Extracted records:
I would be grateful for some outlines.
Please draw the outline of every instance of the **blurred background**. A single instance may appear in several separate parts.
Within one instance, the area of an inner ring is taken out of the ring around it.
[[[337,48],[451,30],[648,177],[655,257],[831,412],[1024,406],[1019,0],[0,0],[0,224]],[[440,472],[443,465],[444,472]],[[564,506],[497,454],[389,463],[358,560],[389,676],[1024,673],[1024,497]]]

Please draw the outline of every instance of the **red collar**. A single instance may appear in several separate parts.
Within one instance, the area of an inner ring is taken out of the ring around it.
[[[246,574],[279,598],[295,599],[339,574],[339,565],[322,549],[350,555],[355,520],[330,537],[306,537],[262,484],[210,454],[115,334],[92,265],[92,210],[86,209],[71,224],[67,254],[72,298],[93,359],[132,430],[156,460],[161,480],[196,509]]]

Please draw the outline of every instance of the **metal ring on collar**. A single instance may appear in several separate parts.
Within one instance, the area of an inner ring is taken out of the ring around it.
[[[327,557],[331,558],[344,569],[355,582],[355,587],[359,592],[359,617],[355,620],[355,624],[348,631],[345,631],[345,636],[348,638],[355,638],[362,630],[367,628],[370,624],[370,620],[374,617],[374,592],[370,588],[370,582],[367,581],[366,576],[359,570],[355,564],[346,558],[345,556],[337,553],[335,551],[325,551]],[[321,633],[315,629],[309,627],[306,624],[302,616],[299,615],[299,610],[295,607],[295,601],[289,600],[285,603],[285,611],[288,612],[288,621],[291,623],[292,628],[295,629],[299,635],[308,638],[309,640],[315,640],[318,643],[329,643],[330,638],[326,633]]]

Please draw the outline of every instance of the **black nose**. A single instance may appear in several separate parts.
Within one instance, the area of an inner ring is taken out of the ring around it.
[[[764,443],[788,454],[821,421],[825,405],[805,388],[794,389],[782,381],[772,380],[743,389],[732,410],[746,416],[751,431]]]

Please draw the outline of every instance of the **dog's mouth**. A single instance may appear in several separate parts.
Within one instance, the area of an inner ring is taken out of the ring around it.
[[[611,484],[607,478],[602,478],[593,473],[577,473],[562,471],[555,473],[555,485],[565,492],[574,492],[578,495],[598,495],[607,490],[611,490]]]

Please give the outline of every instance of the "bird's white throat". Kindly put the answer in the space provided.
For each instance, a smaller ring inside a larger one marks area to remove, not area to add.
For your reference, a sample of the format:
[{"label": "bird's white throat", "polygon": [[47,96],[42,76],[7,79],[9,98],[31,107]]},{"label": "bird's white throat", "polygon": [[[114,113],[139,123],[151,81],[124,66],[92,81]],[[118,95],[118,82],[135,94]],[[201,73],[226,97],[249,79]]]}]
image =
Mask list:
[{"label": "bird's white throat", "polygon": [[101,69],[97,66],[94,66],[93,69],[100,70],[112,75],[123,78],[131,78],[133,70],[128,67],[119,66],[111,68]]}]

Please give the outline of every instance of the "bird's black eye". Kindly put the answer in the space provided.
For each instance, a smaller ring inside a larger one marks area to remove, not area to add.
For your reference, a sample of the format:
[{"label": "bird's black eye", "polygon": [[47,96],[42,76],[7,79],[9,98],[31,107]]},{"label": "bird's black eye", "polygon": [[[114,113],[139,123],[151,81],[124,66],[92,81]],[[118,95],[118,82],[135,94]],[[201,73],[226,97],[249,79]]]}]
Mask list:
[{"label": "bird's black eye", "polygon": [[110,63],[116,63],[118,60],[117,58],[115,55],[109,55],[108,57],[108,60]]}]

Problem statement:
Write an exact transcription of every entry above.

Final answer:
I would be grateful for some outlines.
Please draw the outline of every instance of the **blurred background**. A single instance may appear in several separate parts.
Within one instance, the area of an inner ring is taken out of the ring around it.
[[[337,48],[451,30],[648,177],[655,257],[831,412],[1024,406],[1019,0],[0,0],[0,224]],[[440,472],[443,465],[444,472]],[[564,506],[497,454],[389,463],[358,560],[389,676],[1024,673],[1024,497]]]

Please draw the outline of every instance of the **red collar**. A single instance may appear in several separate parts.
Within one instance, the area of an inner ring is taken out of the ring around it.
[[[246,574],[279,598],[295,599],[339,574],[339,565],[322,549],[350,555],[355,520],[330,537],[306,537],[262,484],[210,454],[115,334],[92,265],[92,210],[86,209],[71,224],[67,254],[72,298],[93,359],[132,430],[156,460],[161,480],[196,509]]]

Please draw the outline of every instance of the **metal ring on collar**. A single instance may appear in several separate parts.
Within one instance, the area of an inner ring is taken out of the ring around it.
[[[327,557],[331,558],[344,569],[355,582],[355,587],[359,592],[359,617],[355,620],[355,624],[348,631],[345,631],[345,636],[348,638],[355,638],[362,630],[367,628],[370,624],[370,620],[374,617],[374,592],[370,588],[370,582],[367,581],[366,576],[359,570],[355,564],[346,558],[345,556],[337,553],[335,551],[325,551]],[[321,633],[315,629],[309,627],[306,624],[302,616],[299,615],[299,610],[295,607],[295,601],[289,600],[285,603],[285,611],[288,612],[288,621],[291,623],[292,628],[295,629],[299,635],[308,638],[309,640],[315,640],[318,643],[329,643],[330,638],[326,633]]]

Please draw the outline of every instance of the **black nose**. A single instance may appear in several separate parts.
Within one instance, the area of an inner ring is taken out of the ring around it.
[[[764,443],[788,454],[821,421],[825,405],[805,388],[794,389],[782,381],[772,380],[743,389],[732,410],[746,416],[751,431]]]

Please draw the outline of every instance of the **dog's mouth**. A single instance may appear in several separate parts.
Within one instance, the area of an inner ring is taken out of the ring around it.
[[[611,484],[607,478],[602,478],[593,473],[577,473],[562,471],[555,473],[555,485],[565,492],[574,492],[578,495],[598,495],[607,490],[611,490]]]

Please give the outline of every instance of the "bird's white throat". Kindly put the answer in the space provided.
For each instance, a smaller ring inside a larger one marks area to remove, not area to add.
For your reference, a sample of the format:
[{"label": "bird's white throat", "polygon": [[47,96],[42,76],[7,79],[9,98],[31,107]]},{"label": "bird's white throat", "polygon": [[[114,113],[139,123],[151,81],[124,66],[92,81]],[[118,95],[118,82],[135,94]],[[201,73],[226,97],[249,79]]]}]
image =
Mask list:
[{"label": "bird's white throat", "polygon": [[101,69],[97,66],[94,66],[93,69],[100,70],[112,75],[123,78],[131,78],[133,70],[128,67],[119,66],[111,68]]}]

Please give the outline of every instance of the "bird's black eye". Kindly put the answer in the space provided.
For each instance, a smaller ring inside a larger one marks area to remove, not area to add.
For your reference, a sample of the format:
[{"label": "bird's black eye", "polygon": [[47,96],[42,76],[7,79],[9,98],[31,107]]},{"label": "bird's black eye", "polygon": [[[114,113],[139,123],[151,81],[124,66],[92,81]],[[118,95],[118,82],[135,94]],[[201,73],[226,97],[249,79]]]}]
Mask list:
[{"label": "bird's black eye", "polygon": [[110,63],[116,63],[118,60],[117,58],[115,55],[109,55],[108,57],[108,60]]}]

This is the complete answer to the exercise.